SUPPLIED DATA section start

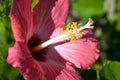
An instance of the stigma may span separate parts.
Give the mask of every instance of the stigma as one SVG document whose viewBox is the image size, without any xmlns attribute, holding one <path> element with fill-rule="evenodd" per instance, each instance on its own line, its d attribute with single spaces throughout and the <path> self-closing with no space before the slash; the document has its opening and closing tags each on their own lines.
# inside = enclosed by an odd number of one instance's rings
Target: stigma
<svg viewBox="0 0 120 80">
<path fill-rule="evenodd" d="M 74 42 L 76 40 L 79 40 L 84 36 L 81 31 L 85 29 L 93 29 L 94 28 L 93 23 L 94 22 L 91 18 L 89 18 L 89 21 L 84 26 L 82 26 L 82 24 L 78 24 L 77 22 L 68 23 L 63 33 L 59 34 L 58 36 L 52 39 L 49 39 L 48 41 L 43 42 L 42 44 L 35 46 L 30 50 L 32 53 L 35 53 L 52 44 L 65 41 Z"/>
</svg>

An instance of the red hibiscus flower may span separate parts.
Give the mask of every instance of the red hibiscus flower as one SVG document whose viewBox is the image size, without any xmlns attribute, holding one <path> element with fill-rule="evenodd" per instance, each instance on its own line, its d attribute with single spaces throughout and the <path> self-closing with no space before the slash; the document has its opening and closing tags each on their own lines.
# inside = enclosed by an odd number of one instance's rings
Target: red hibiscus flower
<svg viewBox="0 0 120 80">
<path fill-rule="evenodd" d="M 19 67 L 25 80 L 82 80 L 75 68 L 88 69 L 98 59 L 92 20 L 63 30 L 69 0 L 38 0 L 33 9 L 31 5 L 32 0 L 13 0 L 10 20 L 15 45 L 7 62 Z"/>
</svg>

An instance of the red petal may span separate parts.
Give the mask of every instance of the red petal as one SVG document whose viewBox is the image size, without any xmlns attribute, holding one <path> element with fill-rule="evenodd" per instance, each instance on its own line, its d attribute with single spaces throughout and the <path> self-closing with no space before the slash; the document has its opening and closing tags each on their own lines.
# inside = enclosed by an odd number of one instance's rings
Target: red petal
<svg viewBox="0 0 120 80">
<path fill-rule="evenodd" d="M 31 36 L 33 30 L 32 0 L 13 0 L 10 19 L 16 41 L 25 41 Z"/>
<path fill-rule="evenodd" d="M 34 34 L 44 41 L 48 40 L 56 27 L 65 24 L 68 8 L 69 0 L 39 0 L 34 8 Z"/>
<path fill-rule="evenodd" d="M 33 63 L 33 58 L 29 52 L 27 46 L 22 42 L 16 42 L 14 47 L 9 48 L 9 54 L 7 62 L 14 67 L 21 67 L 26 60 L 30 60 Z"/>
<path fill-rule="evenodd" d="M 9 49 L 7 62 L 19 67 L 25 80 L 82 80 L 70 64 L 34 60 L 26 45 L 21 42 Z"/>
<path fill-rule="evenodd" d="M 71 67 L 71 65 L 61 65 L 55 61 L 40 63 L 46 80 L 82 80 L 81 76 Z M 67 67 L 69 66 L 69 68 Z"/>
<path fill-rule="evenodd" d="M 82 39 L 57 45 L 55 49 L 65 60 L 76 67 L 88 69 L 98 59 L 98 41 L 90 31 L 86 31 L 84 34 Z"/>
</svg>

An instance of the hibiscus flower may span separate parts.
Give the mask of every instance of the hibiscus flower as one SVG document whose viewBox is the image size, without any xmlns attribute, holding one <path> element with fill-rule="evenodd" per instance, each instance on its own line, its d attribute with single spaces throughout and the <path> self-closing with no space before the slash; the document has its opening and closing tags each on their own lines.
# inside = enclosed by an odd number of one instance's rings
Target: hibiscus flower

SUPPLIED DATA section end

THE PROBLEM »
Please copy out the material above exactly, with the images removed.

EXPECTED OUTPUT »
An instance of the stigma may span separate parts.
Give the mask of every instance of the stigma as one SVG document whose viewBox is the image size, without any xmlns attribute, holding one <path> element with fill-rule="evenodd" per instance, each instance on its own line, its d attribute with single spaces throughout and the <path> self-closing with no space before the slash; the document has its opening and closing tags each on their own lines.
# inside = enclosed by an odd number of one instance's rings
Target: stigma
<svg viewBox="0 0 120 80">
<path fill-rule="evenodd" d="M 74 42 L 76 40 L 79 40 L 84 36 L 81 31 L 85 29 L 93 29 L 94 28 L 93 23 L 94 22 L 91 18 L 89 18 L 89 21 L 84 26 L 82 26 L 82 24 L 78 24 L 77 22 L 68 23 L 63 33 L 59 34 L 58 36 L 52 39 L 49 39 L 48 41 L 43 42 L 42 44 L 35 46 L 30 50 L 32 53 L 35 53 L 52 44 L 65 41 Z"/>
</svg>

An instance of the red hibiscus flower may span separate parts.
Give the mask of every instance of the red hibiscus flower as one SVG document whose viewBox is the image size, without any xmlns attribute, holding one <path> element with fill-rule="evenodd" per instance, each instance on its own line, its d attribute with single spaces throughout and the <path> self-closing with no space before the slash; the document has its opening and closing tags each on their own lines.
# inside = enclosed by an odd number of one instance's rings
Target: red hibiscus flower
<svg viewBox="0 0 120 80">
<path fill-rule="evenodd" d="M 19 67 L 25 80 L 82 80 L 75 68 L 88 69 L 98 59 L 92 20 L 63 30 L 69 0 L 38 0 L 33 9 L 31 5 L 32 0 L 13 0 L 10 20 L 15 45 L 7 62 Z"/>
</svg>

An instance of the red petal may span separate parts.
Give the mask of every instance of the red petal as one SVG document whose viewBox is the image size, without any xmlns attribute, holding one <path> element with fill-rule="evenodd" per instance, each instance on its own line, its d attribute with single spaces throughout and the <path> self-closing with no space before the slash; the document has its opening and closing tags each on their own lines.
# inside = enclosed by an odd number of one instance's rings
Target: red petal
<svg viewBox="0 0 120 80">
<path fill-rule="evenodd" d="M 31 36 L 33 30 L 32 0 L 13 0 L 10 19 L 16 41 L 25 41 Z"/>
<path fill-rule="evenodd" d="M 34 34 L 44 41 L 48 40 L 56 27 L 65 24 L 68 8 L 69 0 L 39 0 L 34 8 Z"/>
<path fill-rule="evenodd" d="M 33 63 L 33 58 L 29 52 L 27 46 L 22 42 L 16 42 L 14 47 L 9 48 L 9 54 L 7 62 L 14 67 L 21 67 L 26 60 L 30 60 Z"/>
<path fill-rule="evenodd" d="M 9 49 L 7 62 L 19 67 L 25 80 L 82 80 L 70 64 L 34 60 L 26 45 L 21 42 Z"/>
<path fill-rule="evenodd" d="M 71 67 L 71 65 L 61 65 L 55 61 L 40 63 L 46 80 L 82 80 L 81 76 Z M 67 67 L 69 66 L 69 68 Z"/>
<path fill-rule="evenodd" d="M 82 39 L 57 45 L 55 49 L 65 60 L 76 67 L 88 69 L 98 59 L 98 41 L 90 31 L 86 31 L 84 34 Z"/>
</svg>

An instance of the hibiscus flower may span separate parts.
Give the mask of every instance of the hibiscus flower as one SVG document whose viewBox is the image size, without any xmlns attribute, holding one <path> element with fill-rule="evenodd" per instance, each instance on its own line, its d attribute with single spaces throughout and the <path> self-closing with no space before the slash; the document has its opening and closing tags each on their own lines.
# inside = enclosed by an odd number of one instance's rings
Target: hibiscus flower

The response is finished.